▶ **PASAJE CITADO**
- - - -

La denuncia contra Nirvana no es la primera ni la más desquiciada. Cabe recordar que en 2019 Peter Yarrow, legendario miembro del trío de folk Peter, Paul and Mary, fue apeado de la programación de un festival, el Colorscape Chenango Arts Festival, después de trascender que, en 1969, cincuenta años atrás, había abierto desnudo la puerta de la habitación de su hotel a dos seguidoras, dos hermanas, de 14 y 17 que se habían acercado hasta allí para conseguir un autógrafo. En su momento, Yarrow fue acusado de comportamiento indecente y condenado a tres meses de cárcel. Doce años más tarde, en 1981, fue indultado por el entonces presidente, el demócrata Jimmy Carter. Pero en los días del MeToo las culpas, algunas reales y otras imaginarias, atraviesan océanos de tiempo, como el vampiro de Stoker, inventariando pecados propios y ajenos, y reclamando acciones más allá del mismísimo Código Penal.
La presunción de inocencia corre peligro, las lapidaciones mediáticas gozan de estupenda salud, las redes sociales son ya el cenagal inmundo donde la masa desova sus odios y el derecho al honor languidece carbonizado, baratija de otro tiempo que conviene abolir en nombre de la justicia. Una que no necesita más prueba que el propio sentir que algo es así.

- - - -

▶ **Entradas de datos almacenadas**
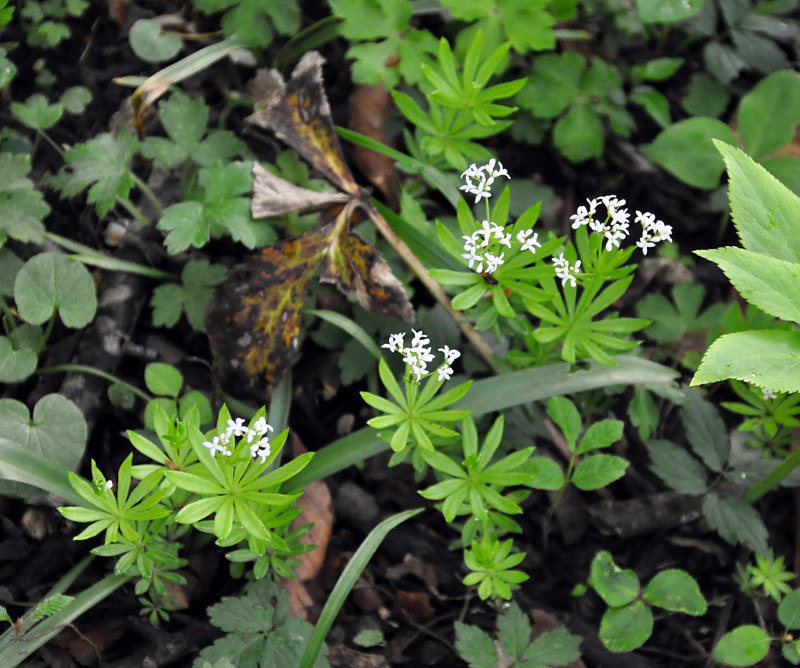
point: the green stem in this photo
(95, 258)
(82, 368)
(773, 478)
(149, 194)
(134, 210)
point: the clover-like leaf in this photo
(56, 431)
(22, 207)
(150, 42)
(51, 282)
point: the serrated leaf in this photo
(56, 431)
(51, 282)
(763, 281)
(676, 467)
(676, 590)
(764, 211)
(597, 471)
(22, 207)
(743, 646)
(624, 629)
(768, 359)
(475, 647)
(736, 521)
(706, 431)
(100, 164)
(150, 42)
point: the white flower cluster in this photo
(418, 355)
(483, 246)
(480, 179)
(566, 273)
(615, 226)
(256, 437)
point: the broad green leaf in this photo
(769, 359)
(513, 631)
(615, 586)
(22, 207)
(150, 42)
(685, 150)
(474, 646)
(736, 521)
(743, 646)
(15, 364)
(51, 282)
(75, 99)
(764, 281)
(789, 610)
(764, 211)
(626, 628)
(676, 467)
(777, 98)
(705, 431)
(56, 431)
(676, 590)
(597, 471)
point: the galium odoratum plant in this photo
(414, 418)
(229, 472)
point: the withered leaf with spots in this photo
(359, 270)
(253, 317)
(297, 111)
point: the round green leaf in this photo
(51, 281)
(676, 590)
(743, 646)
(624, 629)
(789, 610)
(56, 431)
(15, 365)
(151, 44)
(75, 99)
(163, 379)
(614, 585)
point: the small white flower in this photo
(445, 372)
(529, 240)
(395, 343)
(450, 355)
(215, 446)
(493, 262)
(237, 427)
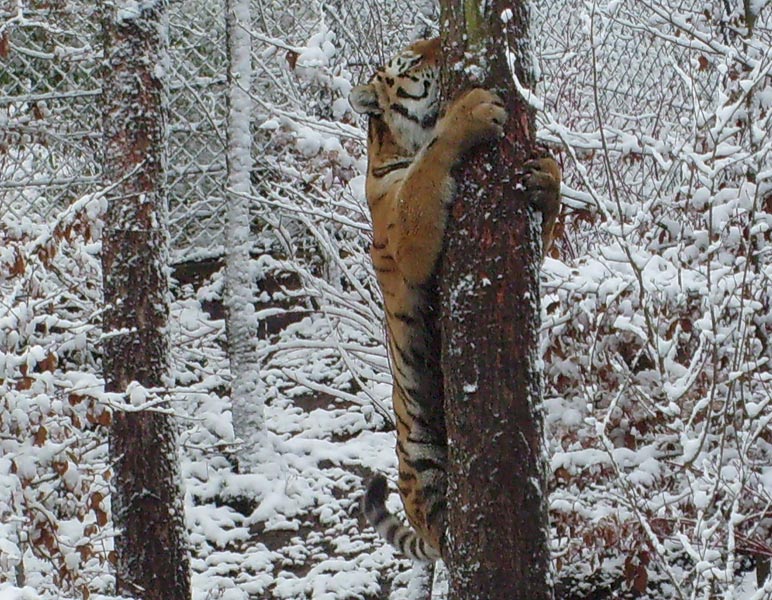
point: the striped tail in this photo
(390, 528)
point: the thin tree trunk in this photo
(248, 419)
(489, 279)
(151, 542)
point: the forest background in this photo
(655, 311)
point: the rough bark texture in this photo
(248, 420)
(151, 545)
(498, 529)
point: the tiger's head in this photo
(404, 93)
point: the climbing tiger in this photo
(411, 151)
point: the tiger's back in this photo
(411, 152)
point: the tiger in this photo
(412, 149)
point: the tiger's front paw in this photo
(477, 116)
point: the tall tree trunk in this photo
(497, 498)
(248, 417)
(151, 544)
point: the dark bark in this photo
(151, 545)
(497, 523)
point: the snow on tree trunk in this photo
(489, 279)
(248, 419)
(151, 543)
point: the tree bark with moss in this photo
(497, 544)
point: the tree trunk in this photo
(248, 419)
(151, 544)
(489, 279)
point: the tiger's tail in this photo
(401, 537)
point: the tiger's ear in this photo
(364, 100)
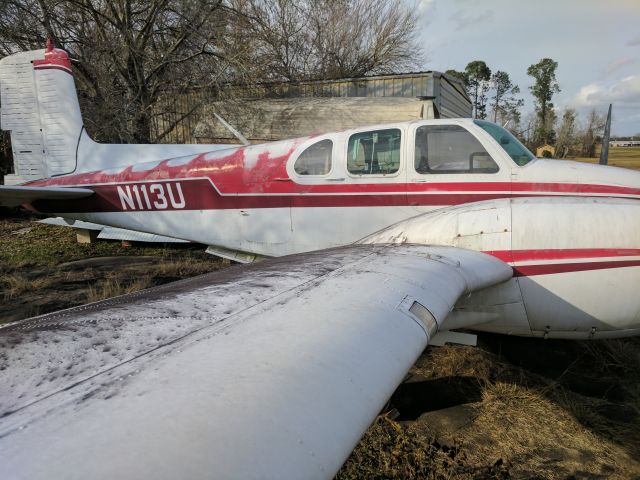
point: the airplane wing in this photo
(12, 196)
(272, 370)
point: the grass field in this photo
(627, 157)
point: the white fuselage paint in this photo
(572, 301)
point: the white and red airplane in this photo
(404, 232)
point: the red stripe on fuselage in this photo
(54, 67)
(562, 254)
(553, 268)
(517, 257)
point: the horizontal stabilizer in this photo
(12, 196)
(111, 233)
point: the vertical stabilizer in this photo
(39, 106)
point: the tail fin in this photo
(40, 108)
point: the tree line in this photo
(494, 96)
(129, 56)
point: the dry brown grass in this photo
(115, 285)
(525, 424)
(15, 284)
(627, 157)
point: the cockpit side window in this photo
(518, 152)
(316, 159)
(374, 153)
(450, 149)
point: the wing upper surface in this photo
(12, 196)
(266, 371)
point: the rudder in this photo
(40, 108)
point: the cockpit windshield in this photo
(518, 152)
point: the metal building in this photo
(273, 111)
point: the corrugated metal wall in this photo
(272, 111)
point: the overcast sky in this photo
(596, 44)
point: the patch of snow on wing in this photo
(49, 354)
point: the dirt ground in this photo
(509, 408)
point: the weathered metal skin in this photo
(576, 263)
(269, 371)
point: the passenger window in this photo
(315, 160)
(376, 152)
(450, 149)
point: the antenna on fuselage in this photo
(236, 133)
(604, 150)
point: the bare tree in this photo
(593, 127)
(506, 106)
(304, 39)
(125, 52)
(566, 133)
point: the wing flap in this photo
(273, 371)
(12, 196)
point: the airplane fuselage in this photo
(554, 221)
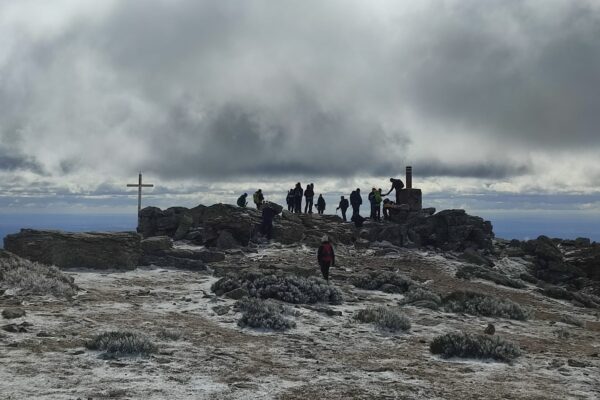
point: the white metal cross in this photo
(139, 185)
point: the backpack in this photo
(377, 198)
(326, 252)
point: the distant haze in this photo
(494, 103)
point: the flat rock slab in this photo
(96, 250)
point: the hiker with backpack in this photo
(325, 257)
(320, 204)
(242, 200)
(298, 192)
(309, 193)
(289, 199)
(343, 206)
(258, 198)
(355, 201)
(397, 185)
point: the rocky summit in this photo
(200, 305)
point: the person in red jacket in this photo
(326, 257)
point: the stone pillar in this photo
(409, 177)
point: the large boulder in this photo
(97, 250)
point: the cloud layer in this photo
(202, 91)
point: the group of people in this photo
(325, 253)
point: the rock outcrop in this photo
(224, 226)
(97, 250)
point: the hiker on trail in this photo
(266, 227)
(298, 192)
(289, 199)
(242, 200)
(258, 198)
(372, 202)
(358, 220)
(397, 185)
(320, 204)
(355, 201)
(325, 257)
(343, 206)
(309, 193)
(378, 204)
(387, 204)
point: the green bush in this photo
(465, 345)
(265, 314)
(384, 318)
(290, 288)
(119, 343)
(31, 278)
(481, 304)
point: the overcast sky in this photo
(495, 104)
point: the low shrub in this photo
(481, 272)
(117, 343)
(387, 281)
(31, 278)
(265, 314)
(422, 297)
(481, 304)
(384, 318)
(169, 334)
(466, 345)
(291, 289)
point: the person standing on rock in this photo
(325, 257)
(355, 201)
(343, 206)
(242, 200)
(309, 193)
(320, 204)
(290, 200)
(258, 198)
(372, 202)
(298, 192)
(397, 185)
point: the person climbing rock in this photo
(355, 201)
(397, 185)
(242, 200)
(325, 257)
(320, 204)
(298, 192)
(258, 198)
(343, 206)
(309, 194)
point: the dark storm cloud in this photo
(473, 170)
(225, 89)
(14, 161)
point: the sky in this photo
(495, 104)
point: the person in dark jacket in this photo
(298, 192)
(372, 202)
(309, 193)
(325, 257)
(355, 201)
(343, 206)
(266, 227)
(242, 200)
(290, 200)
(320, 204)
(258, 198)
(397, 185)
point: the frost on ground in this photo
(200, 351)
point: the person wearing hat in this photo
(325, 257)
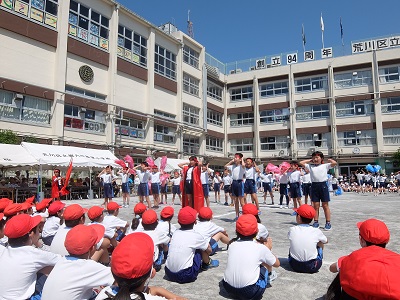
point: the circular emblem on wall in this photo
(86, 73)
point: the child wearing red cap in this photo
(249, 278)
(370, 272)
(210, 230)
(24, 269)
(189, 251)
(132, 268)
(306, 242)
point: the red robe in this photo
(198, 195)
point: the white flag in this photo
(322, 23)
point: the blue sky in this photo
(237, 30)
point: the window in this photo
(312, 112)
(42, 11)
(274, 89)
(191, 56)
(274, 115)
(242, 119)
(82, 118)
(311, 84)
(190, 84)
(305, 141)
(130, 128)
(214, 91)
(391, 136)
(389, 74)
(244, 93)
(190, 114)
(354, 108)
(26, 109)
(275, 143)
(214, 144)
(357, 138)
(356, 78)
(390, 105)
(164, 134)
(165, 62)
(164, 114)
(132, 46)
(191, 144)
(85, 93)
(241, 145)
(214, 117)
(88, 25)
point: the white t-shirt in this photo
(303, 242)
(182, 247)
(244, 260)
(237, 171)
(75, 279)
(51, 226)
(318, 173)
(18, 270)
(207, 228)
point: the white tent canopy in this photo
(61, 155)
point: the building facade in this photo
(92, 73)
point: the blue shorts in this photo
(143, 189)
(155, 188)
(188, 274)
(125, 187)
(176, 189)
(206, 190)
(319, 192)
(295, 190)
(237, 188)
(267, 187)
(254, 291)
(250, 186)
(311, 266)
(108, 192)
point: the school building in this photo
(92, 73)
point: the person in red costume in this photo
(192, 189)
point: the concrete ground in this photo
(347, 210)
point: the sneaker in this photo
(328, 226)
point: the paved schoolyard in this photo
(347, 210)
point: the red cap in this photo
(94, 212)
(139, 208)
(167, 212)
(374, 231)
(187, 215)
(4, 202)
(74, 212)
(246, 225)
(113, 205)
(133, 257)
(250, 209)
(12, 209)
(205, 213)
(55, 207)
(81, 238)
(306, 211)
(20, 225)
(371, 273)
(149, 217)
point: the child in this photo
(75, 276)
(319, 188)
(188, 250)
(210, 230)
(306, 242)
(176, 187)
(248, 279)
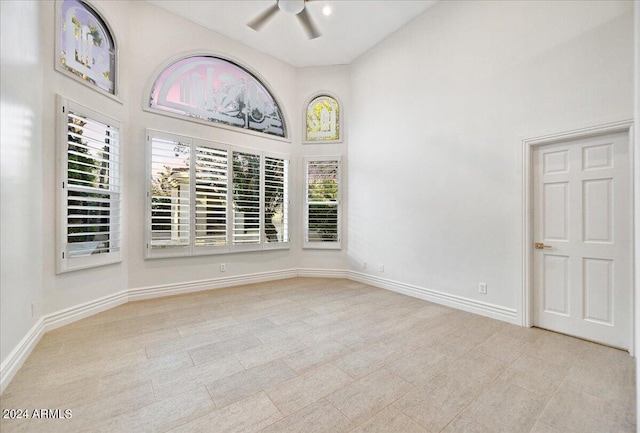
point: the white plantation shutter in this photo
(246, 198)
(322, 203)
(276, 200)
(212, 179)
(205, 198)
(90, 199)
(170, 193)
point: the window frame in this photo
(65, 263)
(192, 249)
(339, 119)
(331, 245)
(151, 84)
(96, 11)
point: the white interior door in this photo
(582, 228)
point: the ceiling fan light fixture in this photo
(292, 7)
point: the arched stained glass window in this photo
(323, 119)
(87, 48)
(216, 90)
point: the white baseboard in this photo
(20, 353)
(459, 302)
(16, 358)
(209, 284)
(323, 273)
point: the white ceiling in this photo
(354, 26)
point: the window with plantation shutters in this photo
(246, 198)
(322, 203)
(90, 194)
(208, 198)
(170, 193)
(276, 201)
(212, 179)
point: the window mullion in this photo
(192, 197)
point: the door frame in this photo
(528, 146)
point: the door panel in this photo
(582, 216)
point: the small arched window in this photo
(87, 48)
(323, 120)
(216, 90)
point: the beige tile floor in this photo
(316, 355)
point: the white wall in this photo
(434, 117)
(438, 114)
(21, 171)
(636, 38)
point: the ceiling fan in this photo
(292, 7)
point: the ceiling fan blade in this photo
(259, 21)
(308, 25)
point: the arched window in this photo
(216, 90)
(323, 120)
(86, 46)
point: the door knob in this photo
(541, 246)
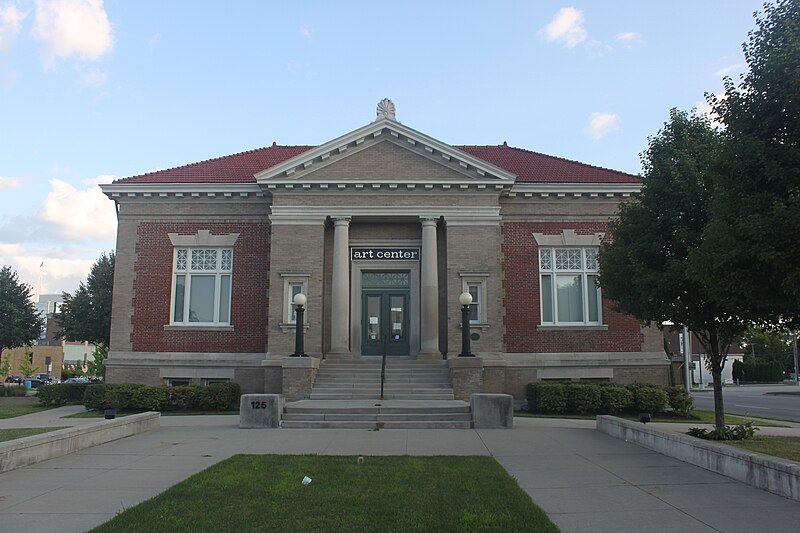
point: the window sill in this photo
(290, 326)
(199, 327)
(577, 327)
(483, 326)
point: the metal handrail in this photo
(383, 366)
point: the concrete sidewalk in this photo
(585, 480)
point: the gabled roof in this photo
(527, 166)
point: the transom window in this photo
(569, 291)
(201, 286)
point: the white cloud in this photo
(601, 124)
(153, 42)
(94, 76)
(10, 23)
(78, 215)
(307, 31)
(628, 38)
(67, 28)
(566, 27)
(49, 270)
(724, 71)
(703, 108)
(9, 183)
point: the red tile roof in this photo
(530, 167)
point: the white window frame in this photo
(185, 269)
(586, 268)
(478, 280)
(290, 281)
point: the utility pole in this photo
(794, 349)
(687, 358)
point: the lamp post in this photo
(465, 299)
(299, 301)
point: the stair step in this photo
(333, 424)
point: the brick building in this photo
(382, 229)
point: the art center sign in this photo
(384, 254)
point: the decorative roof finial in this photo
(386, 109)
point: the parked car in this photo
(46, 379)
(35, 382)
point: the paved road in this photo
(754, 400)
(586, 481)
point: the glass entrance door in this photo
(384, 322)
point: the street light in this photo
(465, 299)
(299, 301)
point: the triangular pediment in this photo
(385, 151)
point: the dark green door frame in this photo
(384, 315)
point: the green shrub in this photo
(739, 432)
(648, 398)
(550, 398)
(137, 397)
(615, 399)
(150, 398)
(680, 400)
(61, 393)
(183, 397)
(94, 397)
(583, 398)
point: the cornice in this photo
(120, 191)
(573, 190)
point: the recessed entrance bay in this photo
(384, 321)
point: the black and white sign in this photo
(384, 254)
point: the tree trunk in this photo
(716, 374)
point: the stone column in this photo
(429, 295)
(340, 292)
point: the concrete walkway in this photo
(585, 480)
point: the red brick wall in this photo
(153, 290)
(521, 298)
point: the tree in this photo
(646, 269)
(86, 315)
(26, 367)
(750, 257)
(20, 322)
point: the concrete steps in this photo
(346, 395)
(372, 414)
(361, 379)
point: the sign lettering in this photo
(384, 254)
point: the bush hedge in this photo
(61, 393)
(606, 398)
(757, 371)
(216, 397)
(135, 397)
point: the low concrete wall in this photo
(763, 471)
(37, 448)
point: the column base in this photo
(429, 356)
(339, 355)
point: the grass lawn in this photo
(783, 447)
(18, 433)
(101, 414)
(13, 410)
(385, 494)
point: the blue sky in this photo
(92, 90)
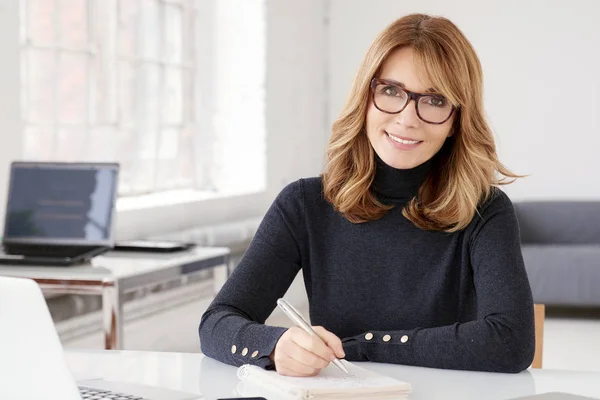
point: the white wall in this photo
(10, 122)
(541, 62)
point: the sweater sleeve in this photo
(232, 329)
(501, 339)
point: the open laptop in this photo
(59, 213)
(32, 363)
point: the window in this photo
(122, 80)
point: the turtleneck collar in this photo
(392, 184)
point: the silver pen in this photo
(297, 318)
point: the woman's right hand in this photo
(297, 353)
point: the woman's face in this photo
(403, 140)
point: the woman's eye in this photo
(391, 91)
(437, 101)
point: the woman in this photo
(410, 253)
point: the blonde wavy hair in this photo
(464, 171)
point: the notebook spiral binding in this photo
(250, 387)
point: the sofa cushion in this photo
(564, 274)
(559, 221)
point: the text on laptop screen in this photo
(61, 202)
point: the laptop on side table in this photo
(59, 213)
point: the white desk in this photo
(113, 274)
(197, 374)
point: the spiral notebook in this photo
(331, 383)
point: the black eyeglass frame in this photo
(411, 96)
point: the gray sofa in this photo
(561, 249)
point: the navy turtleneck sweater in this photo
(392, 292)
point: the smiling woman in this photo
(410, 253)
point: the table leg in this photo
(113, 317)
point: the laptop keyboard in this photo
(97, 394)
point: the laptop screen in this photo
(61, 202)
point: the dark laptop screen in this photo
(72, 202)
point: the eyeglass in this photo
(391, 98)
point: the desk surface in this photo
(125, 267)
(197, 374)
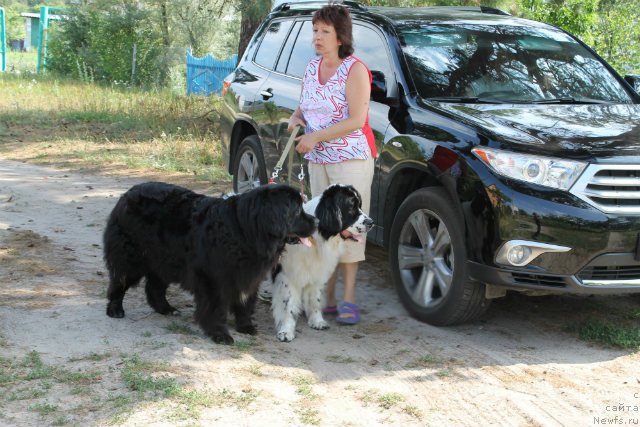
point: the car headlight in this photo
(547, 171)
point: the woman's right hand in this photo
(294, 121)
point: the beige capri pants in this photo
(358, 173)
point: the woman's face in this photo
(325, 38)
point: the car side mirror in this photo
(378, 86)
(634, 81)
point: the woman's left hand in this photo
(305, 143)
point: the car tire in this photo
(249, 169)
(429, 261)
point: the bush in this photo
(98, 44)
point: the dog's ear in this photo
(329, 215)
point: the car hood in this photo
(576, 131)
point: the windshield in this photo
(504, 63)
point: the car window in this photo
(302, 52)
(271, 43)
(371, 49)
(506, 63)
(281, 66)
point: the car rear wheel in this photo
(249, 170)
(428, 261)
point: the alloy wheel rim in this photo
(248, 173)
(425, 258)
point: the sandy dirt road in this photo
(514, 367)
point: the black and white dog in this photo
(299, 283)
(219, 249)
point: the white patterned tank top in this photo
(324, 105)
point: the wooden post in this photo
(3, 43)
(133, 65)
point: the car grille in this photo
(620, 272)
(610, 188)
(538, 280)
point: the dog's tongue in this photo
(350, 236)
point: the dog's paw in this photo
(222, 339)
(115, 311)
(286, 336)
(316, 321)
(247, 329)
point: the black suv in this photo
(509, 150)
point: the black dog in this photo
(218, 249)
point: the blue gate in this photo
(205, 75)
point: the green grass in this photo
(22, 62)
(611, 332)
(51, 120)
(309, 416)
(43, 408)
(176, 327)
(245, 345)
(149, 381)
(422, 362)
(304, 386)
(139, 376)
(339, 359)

- - - -

▶ **POR HACER**
Prolonga el texto sobre el MeToo y la presunción de inocencia a partir de su última oración. Los ítems guardados no intervienen en esto.

▶ **RESULTADO DEL EJERCICIO**
Quizá ningún lance haya sido más polémico, ni sorprendente, en los últimos meses que la acusación formulada por una mujer de 68 años contra Bob Dylan. Sostiene que el mito abusó de ella durante cuatro meses en 1965, cuando tenía 12 años. Según la denuncia, «Bob Dylan, en un periodo de seis semanas entre abril y mayo de 1965, se hizo amigo y estableció una conexión emocional con la denunciante», abusando «sexualmente» ayudándose de «drogas, alcohol y amenazas de violencia física». A consecuencia de los supuestos abusos la demandante habría sufrido daños emocionales y psicológicos de por vida. Como el pequeño Spencer Elden. Resulta previsible imaginar que reclama por ello millones de dólares en concepto de reparación. El problema, en este caso y para ella, es que conocemos con gran detalle los lugares por los que pululaba Dylan en aquellos días, inmerso en su periodo artístico más fructífero y documentado.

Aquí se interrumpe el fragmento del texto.